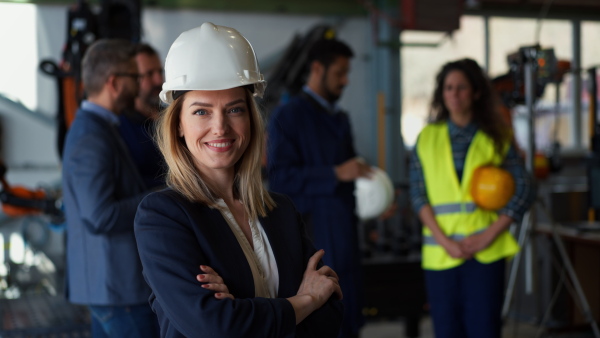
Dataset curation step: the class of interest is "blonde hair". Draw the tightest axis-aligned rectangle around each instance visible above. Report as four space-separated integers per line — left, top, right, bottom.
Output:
155 88 275 219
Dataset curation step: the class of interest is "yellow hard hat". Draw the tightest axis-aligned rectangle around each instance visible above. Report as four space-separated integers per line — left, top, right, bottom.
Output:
471 165 515 210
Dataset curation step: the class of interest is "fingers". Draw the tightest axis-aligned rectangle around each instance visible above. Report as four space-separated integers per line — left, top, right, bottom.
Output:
196 265 235 299
333 284 344 300
200 265 219 276
215 292 235 299
196 273 224 284
317 265 340 281
306 249 325 271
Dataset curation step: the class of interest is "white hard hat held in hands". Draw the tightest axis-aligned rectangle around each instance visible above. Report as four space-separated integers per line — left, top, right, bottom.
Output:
160 22 267 104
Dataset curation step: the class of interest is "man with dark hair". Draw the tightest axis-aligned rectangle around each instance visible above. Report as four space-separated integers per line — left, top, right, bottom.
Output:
267 39 371 337
119 43 165 188
62 39 158 338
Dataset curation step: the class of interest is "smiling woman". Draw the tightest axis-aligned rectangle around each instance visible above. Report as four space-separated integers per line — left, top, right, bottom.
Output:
135 23 342 337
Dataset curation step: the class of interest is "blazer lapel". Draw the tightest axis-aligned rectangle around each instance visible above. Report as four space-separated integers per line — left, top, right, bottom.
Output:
259 213 298 296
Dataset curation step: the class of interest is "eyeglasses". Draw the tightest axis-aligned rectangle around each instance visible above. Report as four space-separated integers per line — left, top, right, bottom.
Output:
140 68 165 80
113 73 143 82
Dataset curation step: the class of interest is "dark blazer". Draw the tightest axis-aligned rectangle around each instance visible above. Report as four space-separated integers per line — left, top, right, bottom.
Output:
62 110 150 306
135 189 343 338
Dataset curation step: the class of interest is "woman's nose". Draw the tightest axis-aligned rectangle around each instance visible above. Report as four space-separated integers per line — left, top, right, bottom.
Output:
212 114 229 135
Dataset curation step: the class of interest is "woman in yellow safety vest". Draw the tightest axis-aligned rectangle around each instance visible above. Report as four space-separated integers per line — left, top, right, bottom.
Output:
410 59 534 338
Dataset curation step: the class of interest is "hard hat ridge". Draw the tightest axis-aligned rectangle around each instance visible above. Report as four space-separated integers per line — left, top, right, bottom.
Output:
160 22 266 104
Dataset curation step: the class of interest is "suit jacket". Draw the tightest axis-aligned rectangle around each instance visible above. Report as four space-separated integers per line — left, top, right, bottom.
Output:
135 189 342 338
63 109 150 306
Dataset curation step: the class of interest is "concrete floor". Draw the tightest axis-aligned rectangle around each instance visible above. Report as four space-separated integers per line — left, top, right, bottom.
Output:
360 317 593 338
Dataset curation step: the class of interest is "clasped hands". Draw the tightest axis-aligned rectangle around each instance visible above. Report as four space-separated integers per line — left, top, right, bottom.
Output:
442 231 494 259
196 250 343 308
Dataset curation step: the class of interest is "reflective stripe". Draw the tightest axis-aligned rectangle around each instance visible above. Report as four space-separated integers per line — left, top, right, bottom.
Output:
423 228 487 245
433 202 477 216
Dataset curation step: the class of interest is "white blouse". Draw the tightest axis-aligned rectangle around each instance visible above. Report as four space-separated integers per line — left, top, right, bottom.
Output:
217 199 279 298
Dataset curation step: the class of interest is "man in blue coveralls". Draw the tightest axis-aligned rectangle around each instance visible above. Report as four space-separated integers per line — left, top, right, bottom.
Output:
267 39 371 337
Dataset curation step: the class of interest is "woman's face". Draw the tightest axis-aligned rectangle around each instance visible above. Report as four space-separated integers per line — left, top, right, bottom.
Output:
179 87 251 174
443 70 474 116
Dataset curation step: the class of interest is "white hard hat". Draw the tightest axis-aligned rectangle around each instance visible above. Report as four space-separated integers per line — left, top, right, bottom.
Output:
354 167 394 221
160 22 267 104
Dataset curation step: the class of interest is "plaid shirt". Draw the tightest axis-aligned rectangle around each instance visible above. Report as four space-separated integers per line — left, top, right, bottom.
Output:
409 120 535 223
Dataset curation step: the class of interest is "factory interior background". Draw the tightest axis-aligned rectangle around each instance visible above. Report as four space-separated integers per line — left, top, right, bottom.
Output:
0 0 600 338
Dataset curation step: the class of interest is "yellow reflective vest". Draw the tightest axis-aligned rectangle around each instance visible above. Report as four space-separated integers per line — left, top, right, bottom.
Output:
417 122 519 270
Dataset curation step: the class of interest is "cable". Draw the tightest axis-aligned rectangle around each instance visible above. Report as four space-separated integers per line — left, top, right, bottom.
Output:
535 0 554 45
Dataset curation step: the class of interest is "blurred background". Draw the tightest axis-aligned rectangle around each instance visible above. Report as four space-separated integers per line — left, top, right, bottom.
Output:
0 0 600 337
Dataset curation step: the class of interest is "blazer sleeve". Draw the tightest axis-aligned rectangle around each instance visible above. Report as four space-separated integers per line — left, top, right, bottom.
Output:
267 106 338 196
286 197 344 338
63 134 144 234
135 192 296 338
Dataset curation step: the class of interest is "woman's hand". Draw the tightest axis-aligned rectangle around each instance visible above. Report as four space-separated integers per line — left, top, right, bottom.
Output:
460 230 496 256
287 249 343 324
442 238 473 259
196 265 235 299
297 249 343 308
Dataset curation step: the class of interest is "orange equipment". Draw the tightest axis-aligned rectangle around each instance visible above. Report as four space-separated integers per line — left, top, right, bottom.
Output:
471 165 515 210
0 161 64 224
****
■ **Problem details**:
Copy out all of the material above word for word, leaving out the pictures.

■ **Answer**:
Dataset curation step: the class of interest is "blonde hair". Draw the tightest axis-aligned rectangle around each instance visible above. Report as four space-separated integers per line — left, top, right, bottom.
Output:
155 88 275 219
Dataset curation step: the class of interest is "yellow hard hat". Draw the tightest axis-aligned rectangle around each instance visible above. Report as four space-separated integers per line — left, top, right, bottom.
Output:
471 165 515 210
Dataset curation step: the class of interest is "fingers". Draw the tightest axis-aligned rectangle around each instance visible above. Report as four space-separated integers per line — left, top, right, bottom.
Output:
196 265 235 299
333 284 344 300
200 265 219 276
215 292 235 299
196 273 224 284
317 265 340 281
306 249 325 271
Dataset curation step: the class of interest is "white hard hat held in hands". Draw the tightest axis-aligned rectangle around each instance visible above. Report as four space-separated integers per line — left, top, right, bottom.
Output:
160 22 267 104
Dataset curation step: the class of interest is "man with dark hair". Draw the tightest axis-aligned rectangle around each instance visible above. Report as four space-separated integers per line — left, top, right, bottom.
Output:
267 39 371 337
119 43 165 188
62 39 158 338
Dataset curation step: the class of interest is "smiling woman". Draw the tightest axis-aligned rectangle around each instance visible above. Report as four space-separated integers per line — left, top, right, bottom.
Output:
135 23 342 337
Dataset curation step: the class of interest is "blazer lapel". Draw the tightest axis-aligned rectangle around each instance visible above. Report as four space-separated integers per line — left, top, right, bottom.
Output:
259 213 298 296
Dataset curation step: the class of interest is "eyeglasses". Draw the tightest axis-aligned rectangle around each instance visible above. Report as four space-separated integers per line — left, top, right, bottom.
Output:
140 68 165 80
113 73 143 82
Dataset curation step: the class of interest is "dark blazer". Draw the tightest axis-aligned rectangle around each instance visible above. Report as four space-separated integers per line — left, top, right, bottom.
Output:
62 110 150 306
135 189 343 338
Dataset curation step: the class of interest is "woman's nose". Draw the tightest axis-aligned rectangle around each instance visible above. Report as four space-separated integers per line — left, top, right, bottom.
Output:
212 114 229 135
Dataset curation step: the class of interest is "woman in yellow safety vest". Draw the tightest axis-aligned rectangle around each instance visible above. Report as four space-separated integers per line — left, top, right, bottom.
Output:
410 59 534 338
Dataset curation step: the class of interest is "hard hat ridge". Draw the tightest axis-aligned rectangle around each instance visible above. Report as four space-separated integers per line — left, top, right, bottom.
Output:
160 22 266 104
Dataset curation step: the class of interest is "suit jacket". Draw the tightest axis-aligned rectangle around each instance visible above. Report as four space-separated integers per line — left, top, right, bottom.
Output:
135 189 342 338
63 109 150 306
Dataset curation step: the class of interest is "concrete floor". Draw the tightest axis-aligned rectangle around each instance visible above. Report as four space-separated integers per line — left, top, right, bottom.
Output:
360 317 593 338
Dataset curation step: the class of interest is "clasped hands". Draw the tightest axis-aligned rectangle around each instance visible above. Report as four space-separated integers per line — left, top, right, bottom.
Output:
442 231 494 259
196 250 343 308
Dataset curation step: the class of interest is "reflective stripe". Draw the tightest axis-aligned rectangle around each instance visible above. Report as four space-separated integers per line — left, top, right, bottom.
Output:
423 228 487 245
433 202 477 216
Dataset curation step: the class of interest is "white blouse". Draw the tightest axis-aligned rectangle around each instance visible above. Report as four space-separated integers per line — left, top, right, bottom.
Output:
217 199 279 298
Dataset curation step: the class of interest is "man in blue coveralls". Draw the tightest axis-aligned rectangle around each instance visible above. Report as four space-separated integers per line — left, top, right, bottom.
Output:
267 39 371 337
Dataset curation step: the class of interest is "woman's face". Draw the tightest axis-aligned rectangle around each instance visible above. Report as four space-separated integers per line — left, top, right, bottom.
Output:
179 87 251 174
443 70 474 116
Dataset curation step: the class of interest is "white hard hat". Draw the tightest axis-aligned rectangle around each instance visible above. Report as four space-separated integers per line — left, top, right, bottom.
Output:
354 167 394 221
160 22 267 104
Dataset curation step: the class of interest is "plaid shirt". Draw the tightest axis-aligned rectangle around each instance visible above. Report as four space-separated integers per line — left, top, right, bottom.
Output:
409 120 535 223
Dataset curation step: the class of interest is "factory interior background". Draw the tightest axis-aligned rectangle around each instance visible above. Report as four space-separated integers per line — left, top, right, bottom.
Output:
0 0 600 338
Dataset curation step: the class of interest is "yellow reflective vest". Draw the tightest axis-aligned rectangle around each instance visible above. Report as four space-separated integers per line — left, top, right, bottom.
Output:
417 122 519 270
Dataset curation step: the class of interest is "cable". Draw the tightest axis-aligned rectangle around each instance visible above. Report as four space-separated integers per line — left, top, right, bottom.
Output:
535 0 554 45
Dataset curation step: the class of interest is "blurred background". Draw the tightest axis-aligned rectangle around each instance visible above. Report as four space-separated integers per line — left, top, right, bottom.
Output:
0 0 600 337
Dataset curation step: the class of interest is "blazer sleeve". Draw the tightest axis-aligned rectangle around each instance visible above. Report as four space-separated integers per line — left, top, right, bottom.
Output:
267 106 338 196
286 197 344 338
63 134 144 234
135 192 296 338
Dataset curation step: the class of interest is "woman's hand". Draw the tightest axis-aligned rectangle around each instance visible above. Report as four space-separated integers per line — left, top, right, bottom.
Output:
460 230 496 256
287 249 343 324
442 238 473 259
196 265 235 299
297 249 343 308
Dataset curation step: the class of interest is "orange equipment". Draw the tightest axis-aligned rectangle around each instance visible above. Report as four space-separated integers per line — left, top, right, bottom.
Output:
471 165 515 210
0 161 64 224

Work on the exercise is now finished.